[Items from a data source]
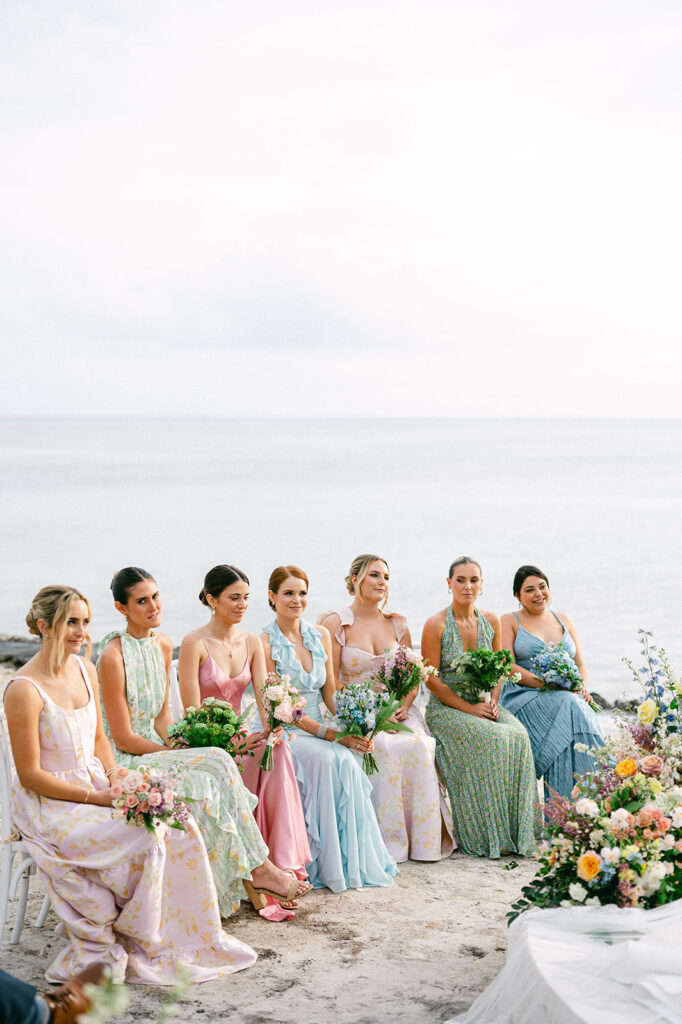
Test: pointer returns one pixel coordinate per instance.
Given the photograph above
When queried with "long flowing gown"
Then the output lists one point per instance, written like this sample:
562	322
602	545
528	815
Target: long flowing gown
279	812
222	805
487	766
143	902
345	842
411	804
555	720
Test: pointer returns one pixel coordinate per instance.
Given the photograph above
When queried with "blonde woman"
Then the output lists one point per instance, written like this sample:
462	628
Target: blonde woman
110	882
411	806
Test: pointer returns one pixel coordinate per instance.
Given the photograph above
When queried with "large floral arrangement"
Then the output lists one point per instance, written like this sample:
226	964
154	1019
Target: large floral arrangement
619	840
365	713
478	672
400	672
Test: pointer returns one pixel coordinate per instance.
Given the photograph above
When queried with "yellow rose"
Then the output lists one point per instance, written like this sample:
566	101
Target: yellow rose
589	865
647	712
626	768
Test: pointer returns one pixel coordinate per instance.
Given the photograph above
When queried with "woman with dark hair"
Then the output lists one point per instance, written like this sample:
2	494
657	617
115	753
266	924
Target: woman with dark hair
345	842
556	720
220	660
410	802
482	752
142	902
133	670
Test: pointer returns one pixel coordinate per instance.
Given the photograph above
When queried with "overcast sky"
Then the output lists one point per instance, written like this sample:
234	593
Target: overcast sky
365	208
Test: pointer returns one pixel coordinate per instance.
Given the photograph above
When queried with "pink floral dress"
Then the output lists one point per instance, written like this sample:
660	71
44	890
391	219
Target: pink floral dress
411	804
144	903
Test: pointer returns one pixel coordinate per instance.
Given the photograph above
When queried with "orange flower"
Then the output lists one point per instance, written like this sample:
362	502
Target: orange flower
626	768
589	865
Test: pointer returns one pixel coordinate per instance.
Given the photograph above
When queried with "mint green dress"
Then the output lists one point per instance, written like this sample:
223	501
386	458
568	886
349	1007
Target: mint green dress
486	766
221	804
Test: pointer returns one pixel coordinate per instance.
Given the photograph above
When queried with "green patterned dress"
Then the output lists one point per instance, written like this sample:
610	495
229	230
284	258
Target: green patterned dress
486	766
222	806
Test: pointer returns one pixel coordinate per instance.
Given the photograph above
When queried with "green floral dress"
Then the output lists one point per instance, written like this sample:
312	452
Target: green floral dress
222	806
487	766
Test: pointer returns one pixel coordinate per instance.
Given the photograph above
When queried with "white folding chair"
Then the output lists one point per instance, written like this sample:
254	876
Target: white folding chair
13	877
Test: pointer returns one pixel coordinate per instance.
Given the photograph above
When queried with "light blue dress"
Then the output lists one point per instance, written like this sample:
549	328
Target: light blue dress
345	842
555	720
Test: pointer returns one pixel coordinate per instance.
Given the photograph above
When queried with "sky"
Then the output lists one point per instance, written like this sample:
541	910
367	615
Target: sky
349	209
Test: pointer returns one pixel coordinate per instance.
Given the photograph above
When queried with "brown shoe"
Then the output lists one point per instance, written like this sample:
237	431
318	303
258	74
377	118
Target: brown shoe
68	1001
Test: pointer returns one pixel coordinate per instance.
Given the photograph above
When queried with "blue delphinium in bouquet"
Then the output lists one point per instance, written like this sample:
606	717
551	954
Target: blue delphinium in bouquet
365	713
558	671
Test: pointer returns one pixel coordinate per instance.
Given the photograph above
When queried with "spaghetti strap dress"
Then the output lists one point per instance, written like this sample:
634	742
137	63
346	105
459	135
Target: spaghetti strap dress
487	766
345	842
222	805
143	902
279	812
410	801
555	720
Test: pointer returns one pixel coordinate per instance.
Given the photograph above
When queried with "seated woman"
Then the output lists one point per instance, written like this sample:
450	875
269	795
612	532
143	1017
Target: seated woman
412	810
346	845
555	720
220	660
142	902
133	670
482	753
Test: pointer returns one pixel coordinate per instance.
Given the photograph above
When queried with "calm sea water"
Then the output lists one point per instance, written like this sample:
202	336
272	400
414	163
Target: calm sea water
596	504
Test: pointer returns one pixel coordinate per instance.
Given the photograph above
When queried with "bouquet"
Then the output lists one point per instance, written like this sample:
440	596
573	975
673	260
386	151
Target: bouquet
619	840
214	724
147	797
282	705
558	671
478	672
365	713
400	672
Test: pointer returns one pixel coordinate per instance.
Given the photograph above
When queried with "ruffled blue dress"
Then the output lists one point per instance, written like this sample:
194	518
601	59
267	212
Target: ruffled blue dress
555	720
345	841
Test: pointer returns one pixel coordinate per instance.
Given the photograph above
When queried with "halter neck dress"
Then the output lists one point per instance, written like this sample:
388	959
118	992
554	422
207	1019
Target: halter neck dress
555	720
144	903
222	805
486	765
410	801
345	842
279	812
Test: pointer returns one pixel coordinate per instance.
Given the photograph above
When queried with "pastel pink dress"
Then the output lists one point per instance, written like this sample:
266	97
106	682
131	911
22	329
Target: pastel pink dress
279	813
410	801
144	903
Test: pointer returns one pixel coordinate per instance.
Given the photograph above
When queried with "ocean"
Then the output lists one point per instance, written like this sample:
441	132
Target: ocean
597	504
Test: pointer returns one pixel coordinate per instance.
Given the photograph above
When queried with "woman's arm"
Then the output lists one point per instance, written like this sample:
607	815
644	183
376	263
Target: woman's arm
23	708
112	674
431	638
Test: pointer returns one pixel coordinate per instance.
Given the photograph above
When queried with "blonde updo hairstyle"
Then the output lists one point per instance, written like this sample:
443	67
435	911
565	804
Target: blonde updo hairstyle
358	568
53	605
279	576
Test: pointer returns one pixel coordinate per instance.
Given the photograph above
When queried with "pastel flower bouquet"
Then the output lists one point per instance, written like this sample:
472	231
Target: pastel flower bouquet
364	712
400	672
558	671
148	797
284	706
620	839
478	672
215	723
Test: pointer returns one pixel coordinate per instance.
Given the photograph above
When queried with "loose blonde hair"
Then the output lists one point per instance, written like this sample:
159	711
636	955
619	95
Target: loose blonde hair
358	567
53	605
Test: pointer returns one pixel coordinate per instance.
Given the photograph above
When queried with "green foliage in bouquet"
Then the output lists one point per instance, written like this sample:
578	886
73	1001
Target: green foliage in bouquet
214	724
479	672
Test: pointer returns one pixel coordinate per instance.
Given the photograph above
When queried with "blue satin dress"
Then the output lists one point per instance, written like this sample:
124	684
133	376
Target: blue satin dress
345	841
555	720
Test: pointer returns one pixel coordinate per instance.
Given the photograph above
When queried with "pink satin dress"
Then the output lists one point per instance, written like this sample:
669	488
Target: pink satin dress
279	813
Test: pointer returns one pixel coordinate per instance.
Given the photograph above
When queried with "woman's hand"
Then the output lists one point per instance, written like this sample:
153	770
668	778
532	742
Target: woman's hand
361	744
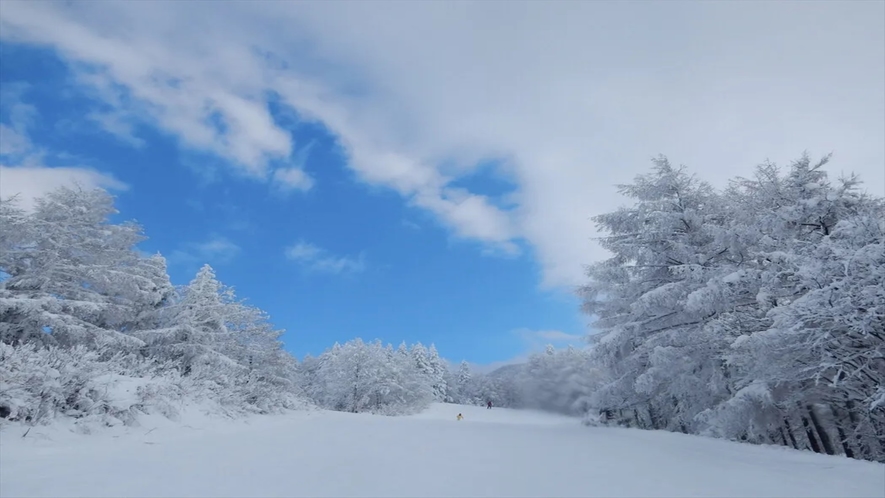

**WHAT TO WORK ON**
Show each line of the data above that contains the string "woman".

**RESULT BELOW**
When queried with "blonde woman"
Target: blonde woman
When queried with "woman with dark hair"
Target: woman with dark hair
When queried with "seated woman"
Target: seated woman
When queried with "woman's arm"
Target: woman's arm
When queried with "woman's hand"
Target: woman's hand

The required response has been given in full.